--- Begin Supplied data ---

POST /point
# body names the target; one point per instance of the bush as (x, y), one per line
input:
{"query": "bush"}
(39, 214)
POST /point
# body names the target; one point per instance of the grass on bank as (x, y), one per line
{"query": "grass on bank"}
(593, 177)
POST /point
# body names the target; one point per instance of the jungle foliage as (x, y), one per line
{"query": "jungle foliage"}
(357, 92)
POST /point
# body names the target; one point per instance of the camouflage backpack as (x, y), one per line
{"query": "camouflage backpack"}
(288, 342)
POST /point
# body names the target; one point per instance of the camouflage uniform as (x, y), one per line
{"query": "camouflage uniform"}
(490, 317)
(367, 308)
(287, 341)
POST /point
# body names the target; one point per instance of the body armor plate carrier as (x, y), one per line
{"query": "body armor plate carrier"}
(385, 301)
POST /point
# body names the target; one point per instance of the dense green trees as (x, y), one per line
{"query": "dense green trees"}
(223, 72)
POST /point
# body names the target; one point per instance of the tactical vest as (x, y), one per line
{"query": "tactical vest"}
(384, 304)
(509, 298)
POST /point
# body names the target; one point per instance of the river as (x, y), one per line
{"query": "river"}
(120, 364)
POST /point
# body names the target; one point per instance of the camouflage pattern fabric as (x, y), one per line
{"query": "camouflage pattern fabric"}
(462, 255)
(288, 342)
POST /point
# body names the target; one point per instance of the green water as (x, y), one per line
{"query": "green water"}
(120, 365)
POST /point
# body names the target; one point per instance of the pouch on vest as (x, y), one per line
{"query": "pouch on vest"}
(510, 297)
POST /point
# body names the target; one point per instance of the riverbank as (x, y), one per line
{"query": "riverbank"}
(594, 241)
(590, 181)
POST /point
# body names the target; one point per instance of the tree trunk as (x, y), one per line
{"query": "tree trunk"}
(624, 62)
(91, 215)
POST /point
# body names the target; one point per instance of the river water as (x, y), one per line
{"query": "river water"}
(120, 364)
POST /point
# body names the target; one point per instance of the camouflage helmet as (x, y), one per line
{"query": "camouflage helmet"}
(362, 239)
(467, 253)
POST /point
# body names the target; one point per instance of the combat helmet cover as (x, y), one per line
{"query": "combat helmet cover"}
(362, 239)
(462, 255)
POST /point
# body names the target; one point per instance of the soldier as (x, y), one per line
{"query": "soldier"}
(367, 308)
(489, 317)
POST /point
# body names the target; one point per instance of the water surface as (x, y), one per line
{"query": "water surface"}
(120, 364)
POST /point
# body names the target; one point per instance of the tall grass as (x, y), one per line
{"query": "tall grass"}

--- End Supplied data ---

# What is needed
Type out the material again exactly as presented.

# Reply to the exercise
POST /point
# body names the target; one point per instance of the bush as (x, y), one per line
input:
{"query": "bush"}
(39, 214)
POST /point
# body names the target; one point per instance of the grass on bank as (x, y), one per line
{"query": "grass on bank"}
(593, 177)
POST /point
# body names the target; one point per instance of the jungle foliage as (x, y), one per line
{"query": "jungle foliage"}
(357, 92)
POST /point
# body names the target; one point per instance of the camouflage backpack as (x, y), one per line
{"query": "camouflage backpack"}
(288, 342)
POST /point
# body names the target; one point per instance of the camouflage uniform as (x, y), one per line
{"query": "camouflage uniform"}
(490, 317)
(367, 308)
(287, 341)
POST /point
# body names the target; one point per instance of the body armor plate carrier as (x, y), one per line
{"query": "body armor plate carrier"}
(385, 301)
POST /point
# body names the target; one point per instance of the dense green trees as (x, y), one per line
{"query": "dense green trees"}
(223, 72)
POST /point
# body names the target; one point per instance of the tactical vest as (x, y), one per line
{"query": "tactical vest"}
(384, 304)
(509, 298)
POST /point
# body names the target; one point per instance of the river as (x, y), one per line
{"query": "river"}
(120, 364)
POST /point
# body names the target; one point per instance of the camouflage pattern fabric as (x, y), one per line
{"query": "camouflage pattern fabric"}
(462, 255)
(288, 342)
POST /point
# body names the target; one point per instance of the green water as (x, y), one per line
{"query": "green water"}
(120, 365)
POST /point
# body names the target; one point per instance of the pouch on vest as (x, y), one per line
{"query": "pouch on vest"}
(510, 297)
POST /point
# body names the target; one point per instance of the riverbank as (x, y), one per line
{"query": "riverbank"}
(594, 241)
(590, 181)
POST /point
# body names the target; one point per instance of the tree trunk as (x, y), one per line
{"query": "tree trunk"}
(624, 62)
(91, 215)
POST /point
# body names the target; one point per instance of the river water as (x, y), one per line
{"query": "river water"}
(120, 364)
POST /point
# body names the target; one point per instance of the camouflage helmet as (x, y), one per line
{"query": "camouflage helmet"}
(362, 239)
(467, 253)
POST /point
# body names the target; one point per instance of the combat helmet cover as (x, y), one per line
{"query": "combat helmet cover"}
(362, 239)
(462, 255)
POST /point
# body names the target; one point per instance of the soldier as (x, y), one per line
{"query": "soldier"}
(367, 308)
(489, 317)
POST /point
# body names the target; one point per instance of the water surface as (x, y), one per line
{"query": "water surface"}
(120, 364)
POST /point
# body names the target; one point per instance of the tall grass as (x, y), one per line
{"query": "tall grass"}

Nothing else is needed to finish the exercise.